## What you should do
Each line below that carries the string "dark" must appear in the answer.

## Stored dataset items
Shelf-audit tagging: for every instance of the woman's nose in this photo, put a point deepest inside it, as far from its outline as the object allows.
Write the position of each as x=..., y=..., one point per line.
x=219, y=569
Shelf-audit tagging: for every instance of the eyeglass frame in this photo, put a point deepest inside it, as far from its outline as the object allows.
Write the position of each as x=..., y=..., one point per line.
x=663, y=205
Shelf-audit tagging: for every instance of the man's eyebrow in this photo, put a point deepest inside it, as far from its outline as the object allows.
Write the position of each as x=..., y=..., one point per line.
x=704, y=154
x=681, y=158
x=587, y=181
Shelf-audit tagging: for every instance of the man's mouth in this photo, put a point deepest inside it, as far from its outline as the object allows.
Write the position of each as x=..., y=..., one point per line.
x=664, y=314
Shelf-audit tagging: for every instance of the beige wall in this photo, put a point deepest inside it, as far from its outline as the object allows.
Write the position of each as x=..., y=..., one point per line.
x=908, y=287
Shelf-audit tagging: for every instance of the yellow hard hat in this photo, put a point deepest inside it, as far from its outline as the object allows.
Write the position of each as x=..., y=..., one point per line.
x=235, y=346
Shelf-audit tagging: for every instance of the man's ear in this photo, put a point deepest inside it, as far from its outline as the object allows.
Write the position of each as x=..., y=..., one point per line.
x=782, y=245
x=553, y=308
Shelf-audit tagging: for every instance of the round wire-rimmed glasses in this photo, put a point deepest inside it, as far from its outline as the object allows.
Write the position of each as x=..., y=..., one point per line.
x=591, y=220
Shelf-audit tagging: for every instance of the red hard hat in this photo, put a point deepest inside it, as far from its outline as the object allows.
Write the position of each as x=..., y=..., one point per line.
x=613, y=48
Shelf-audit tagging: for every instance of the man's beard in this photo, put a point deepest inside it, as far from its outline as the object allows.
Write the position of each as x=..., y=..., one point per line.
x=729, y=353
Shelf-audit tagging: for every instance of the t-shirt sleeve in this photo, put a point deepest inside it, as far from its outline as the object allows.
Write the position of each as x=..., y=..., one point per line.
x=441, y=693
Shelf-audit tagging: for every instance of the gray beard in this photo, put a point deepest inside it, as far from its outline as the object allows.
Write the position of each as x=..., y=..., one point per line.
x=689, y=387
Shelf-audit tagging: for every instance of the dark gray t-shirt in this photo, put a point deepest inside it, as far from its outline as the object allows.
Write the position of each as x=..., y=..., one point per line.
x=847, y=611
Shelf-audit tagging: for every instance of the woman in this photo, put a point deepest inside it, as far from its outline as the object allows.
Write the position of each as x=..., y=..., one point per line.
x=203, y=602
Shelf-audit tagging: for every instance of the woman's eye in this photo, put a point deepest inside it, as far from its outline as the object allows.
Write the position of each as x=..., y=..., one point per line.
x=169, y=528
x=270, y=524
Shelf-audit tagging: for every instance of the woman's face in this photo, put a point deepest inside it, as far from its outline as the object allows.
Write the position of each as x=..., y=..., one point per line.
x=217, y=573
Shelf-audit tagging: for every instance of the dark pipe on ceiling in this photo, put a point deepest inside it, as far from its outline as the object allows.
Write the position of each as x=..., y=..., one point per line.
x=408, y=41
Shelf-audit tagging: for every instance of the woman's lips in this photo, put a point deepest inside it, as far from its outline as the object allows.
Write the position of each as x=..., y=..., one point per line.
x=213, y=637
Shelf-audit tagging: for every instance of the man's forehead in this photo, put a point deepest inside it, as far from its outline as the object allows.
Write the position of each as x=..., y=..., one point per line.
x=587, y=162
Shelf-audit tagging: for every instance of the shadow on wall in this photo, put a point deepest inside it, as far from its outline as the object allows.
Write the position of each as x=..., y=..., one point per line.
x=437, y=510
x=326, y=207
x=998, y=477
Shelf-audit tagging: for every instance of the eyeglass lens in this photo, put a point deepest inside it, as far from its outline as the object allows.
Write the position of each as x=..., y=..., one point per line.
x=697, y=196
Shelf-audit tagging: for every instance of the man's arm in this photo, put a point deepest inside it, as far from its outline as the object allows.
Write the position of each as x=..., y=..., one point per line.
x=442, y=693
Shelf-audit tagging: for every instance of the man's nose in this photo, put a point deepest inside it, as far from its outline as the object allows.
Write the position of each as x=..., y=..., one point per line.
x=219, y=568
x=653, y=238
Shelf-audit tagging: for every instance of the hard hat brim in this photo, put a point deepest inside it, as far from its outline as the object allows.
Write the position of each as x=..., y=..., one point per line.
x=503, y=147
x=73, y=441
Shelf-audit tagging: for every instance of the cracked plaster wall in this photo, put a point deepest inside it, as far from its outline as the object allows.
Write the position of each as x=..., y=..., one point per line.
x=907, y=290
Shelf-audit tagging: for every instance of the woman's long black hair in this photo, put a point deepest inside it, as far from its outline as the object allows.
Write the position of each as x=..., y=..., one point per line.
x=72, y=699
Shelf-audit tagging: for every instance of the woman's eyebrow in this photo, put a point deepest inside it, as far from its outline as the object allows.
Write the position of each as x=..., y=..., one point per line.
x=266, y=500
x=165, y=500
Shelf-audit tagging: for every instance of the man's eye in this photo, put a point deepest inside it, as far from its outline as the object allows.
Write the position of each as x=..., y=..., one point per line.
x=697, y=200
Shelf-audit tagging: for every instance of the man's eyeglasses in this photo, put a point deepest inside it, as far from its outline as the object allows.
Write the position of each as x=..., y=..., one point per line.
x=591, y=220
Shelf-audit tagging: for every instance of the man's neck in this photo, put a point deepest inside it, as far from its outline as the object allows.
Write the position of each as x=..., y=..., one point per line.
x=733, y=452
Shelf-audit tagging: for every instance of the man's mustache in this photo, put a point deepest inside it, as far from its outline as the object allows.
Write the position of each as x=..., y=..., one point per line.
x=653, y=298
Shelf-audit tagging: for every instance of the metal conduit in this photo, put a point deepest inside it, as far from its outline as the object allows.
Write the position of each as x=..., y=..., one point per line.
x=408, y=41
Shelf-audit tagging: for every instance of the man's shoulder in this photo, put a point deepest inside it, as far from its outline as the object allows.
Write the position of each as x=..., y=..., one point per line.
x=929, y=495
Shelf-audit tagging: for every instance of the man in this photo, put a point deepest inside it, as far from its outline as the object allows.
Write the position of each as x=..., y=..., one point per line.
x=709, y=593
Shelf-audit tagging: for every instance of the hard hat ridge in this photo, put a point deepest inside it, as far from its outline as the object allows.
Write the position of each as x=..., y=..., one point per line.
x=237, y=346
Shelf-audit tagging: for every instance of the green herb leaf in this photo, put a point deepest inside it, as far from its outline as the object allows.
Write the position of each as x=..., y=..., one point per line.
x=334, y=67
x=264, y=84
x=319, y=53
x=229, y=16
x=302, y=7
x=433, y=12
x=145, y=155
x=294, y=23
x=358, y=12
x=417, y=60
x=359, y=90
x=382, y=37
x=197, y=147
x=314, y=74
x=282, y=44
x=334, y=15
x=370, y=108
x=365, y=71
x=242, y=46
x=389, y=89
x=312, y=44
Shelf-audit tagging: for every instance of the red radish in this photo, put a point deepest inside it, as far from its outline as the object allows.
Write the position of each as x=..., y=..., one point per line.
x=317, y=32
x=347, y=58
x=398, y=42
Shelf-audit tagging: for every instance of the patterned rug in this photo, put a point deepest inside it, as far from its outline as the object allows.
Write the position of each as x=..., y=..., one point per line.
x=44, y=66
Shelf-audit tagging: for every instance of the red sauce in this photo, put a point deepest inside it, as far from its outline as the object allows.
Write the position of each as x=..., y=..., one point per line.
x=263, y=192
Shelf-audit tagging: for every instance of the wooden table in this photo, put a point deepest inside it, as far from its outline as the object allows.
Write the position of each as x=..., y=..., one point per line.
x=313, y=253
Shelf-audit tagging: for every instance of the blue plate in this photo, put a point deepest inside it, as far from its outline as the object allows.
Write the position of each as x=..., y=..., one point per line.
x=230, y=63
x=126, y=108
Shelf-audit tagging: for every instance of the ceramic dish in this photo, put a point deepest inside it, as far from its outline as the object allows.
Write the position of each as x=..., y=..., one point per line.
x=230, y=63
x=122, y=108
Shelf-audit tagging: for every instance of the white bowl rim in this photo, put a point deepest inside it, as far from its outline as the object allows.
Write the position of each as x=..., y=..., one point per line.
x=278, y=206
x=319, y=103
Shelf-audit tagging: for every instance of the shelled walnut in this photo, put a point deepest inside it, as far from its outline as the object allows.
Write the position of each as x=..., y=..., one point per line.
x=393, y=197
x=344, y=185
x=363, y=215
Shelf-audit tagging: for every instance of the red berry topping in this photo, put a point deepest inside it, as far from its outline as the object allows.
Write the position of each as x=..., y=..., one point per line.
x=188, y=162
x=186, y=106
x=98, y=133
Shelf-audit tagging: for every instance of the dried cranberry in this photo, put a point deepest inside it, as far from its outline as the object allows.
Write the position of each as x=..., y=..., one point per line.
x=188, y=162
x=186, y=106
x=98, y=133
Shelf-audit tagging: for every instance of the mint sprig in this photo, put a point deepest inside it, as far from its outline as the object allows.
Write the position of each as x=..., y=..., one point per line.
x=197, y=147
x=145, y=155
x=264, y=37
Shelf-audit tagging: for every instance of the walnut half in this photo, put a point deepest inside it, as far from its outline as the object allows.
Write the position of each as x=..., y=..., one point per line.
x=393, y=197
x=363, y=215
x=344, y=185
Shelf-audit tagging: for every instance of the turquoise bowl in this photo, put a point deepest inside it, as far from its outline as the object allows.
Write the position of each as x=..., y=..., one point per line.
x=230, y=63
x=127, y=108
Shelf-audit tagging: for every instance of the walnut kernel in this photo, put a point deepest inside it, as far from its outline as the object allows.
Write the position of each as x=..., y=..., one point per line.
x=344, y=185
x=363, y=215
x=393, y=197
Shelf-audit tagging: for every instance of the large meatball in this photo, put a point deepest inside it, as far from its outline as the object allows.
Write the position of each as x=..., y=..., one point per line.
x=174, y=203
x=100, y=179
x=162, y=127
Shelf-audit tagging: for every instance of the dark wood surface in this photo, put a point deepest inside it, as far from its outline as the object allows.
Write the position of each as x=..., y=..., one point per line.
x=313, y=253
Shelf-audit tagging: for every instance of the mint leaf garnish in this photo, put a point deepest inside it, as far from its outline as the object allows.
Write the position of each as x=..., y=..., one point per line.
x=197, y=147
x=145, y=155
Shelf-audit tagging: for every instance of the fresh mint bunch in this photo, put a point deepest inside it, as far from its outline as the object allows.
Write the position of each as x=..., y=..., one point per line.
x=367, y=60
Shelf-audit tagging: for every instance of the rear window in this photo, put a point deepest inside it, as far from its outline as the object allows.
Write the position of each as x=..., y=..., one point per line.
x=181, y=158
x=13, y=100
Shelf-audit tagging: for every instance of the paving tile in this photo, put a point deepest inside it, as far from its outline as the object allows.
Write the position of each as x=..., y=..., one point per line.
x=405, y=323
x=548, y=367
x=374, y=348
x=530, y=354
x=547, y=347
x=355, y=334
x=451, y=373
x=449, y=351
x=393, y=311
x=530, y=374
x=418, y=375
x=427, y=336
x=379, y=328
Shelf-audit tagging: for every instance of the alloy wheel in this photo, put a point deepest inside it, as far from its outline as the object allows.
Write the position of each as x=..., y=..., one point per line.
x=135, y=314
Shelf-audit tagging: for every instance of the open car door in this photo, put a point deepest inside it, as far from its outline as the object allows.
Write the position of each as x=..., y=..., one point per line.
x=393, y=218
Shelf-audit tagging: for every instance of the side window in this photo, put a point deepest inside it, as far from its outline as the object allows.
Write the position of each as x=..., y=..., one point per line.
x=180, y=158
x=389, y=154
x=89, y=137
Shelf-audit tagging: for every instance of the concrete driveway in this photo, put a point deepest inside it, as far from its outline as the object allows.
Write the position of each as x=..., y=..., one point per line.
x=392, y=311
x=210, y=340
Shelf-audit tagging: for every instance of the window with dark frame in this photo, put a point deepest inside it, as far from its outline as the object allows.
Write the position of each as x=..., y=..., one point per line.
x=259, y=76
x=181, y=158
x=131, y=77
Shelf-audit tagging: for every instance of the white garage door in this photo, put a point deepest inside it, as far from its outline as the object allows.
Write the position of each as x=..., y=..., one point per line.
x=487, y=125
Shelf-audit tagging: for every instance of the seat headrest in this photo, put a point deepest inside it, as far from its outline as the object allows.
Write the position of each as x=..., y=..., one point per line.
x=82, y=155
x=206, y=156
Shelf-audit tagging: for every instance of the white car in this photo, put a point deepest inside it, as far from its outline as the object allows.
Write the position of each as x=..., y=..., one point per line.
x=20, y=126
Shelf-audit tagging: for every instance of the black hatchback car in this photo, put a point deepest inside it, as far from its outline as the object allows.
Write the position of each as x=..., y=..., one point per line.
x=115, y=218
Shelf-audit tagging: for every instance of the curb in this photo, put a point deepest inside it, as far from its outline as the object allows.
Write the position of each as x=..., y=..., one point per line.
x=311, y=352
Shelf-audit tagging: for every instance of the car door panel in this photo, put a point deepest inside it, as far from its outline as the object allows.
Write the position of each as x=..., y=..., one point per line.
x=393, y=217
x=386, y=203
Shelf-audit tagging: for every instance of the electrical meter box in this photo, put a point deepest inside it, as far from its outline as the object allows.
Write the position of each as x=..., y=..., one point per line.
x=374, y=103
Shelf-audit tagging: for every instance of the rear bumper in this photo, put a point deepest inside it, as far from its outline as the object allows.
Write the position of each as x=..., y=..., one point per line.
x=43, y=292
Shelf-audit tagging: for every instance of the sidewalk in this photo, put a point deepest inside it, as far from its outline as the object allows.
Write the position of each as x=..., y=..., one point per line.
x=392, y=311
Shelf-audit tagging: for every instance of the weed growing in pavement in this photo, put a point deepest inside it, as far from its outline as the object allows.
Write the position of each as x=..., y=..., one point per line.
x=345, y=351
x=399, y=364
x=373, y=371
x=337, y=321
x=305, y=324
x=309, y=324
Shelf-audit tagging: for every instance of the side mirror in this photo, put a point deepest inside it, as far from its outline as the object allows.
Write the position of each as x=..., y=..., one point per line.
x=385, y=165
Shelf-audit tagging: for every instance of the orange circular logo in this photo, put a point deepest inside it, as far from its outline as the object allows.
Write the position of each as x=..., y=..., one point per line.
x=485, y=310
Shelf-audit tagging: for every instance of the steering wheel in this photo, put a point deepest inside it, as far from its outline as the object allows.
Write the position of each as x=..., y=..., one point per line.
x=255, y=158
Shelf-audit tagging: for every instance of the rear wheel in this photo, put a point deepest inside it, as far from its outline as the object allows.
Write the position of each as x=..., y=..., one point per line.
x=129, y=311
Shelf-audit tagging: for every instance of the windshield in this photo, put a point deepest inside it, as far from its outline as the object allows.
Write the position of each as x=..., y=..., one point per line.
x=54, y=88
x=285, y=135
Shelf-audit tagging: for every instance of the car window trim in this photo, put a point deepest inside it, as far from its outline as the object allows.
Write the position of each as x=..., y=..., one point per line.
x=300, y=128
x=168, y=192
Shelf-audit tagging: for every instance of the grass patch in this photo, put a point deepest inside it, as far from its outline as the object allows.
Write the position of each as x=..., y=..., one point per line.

## Response
Shelf-audit tagging: for every instance of the dark gray t-shirt in this photo, put a point deepest inside it, as far from its outline as the object allows.
Shelf-audit tagging: for every instance of the dark pipe on ceiling in this photo, put a point deepest inside it, as far from its outline as the object allows.
Shelf-audit tagging: for every instance of the dark wood surface in this photo, put a point deepest inside it, as far from its outline as the object allows.
Shelf-audit tagging: for every instance of the window with dark frame in this photo, put a point deepest inside it, as far from its outline as the object allows.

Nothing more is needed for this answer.